EXERCISE AIM> Output exactly the lines from the one containing "Mark the innermost point of each instance of the gray" to the last line of the material, inclusive, and nothing more.

++++++++++++++++++++

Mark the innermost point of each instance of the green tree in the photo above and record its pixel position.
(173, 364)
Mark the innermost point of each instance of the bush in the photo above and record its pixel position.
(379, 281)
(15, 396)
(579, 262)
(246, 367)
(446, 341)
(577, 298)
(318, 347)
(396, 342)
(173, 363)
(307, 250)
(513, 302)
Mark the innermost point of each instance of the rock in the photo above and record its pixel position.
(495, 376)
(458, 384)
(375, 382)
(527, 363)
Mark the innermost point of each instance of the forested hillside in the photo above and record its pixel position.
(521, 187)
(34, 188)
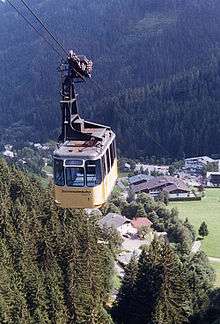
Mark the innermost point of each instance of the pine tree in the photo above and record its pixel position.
(123, 310)
(203, 230)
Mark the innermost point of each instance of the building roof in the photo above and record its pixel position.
(113, 220)
(140, 221)
(177, 186)
(160, 182)
(200, 158)
(139, 177)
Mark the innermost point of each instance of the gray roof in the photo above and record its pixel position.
(113, 220)
(160, 182)
(177, 187)
(139, 177)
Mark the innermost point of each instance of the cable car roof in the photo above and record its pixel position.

++++++++++++++++++++

RESPONSE TO THE EXERCISE>
Mark the innermost point of each instance of the gray roof in the photo above and record its pixel position.
(113, 220)
(160, 182)
(177, 187)
(139, 177)
Mark the innermost point of each instance of the cable car roof in the photo above and record its pixel position.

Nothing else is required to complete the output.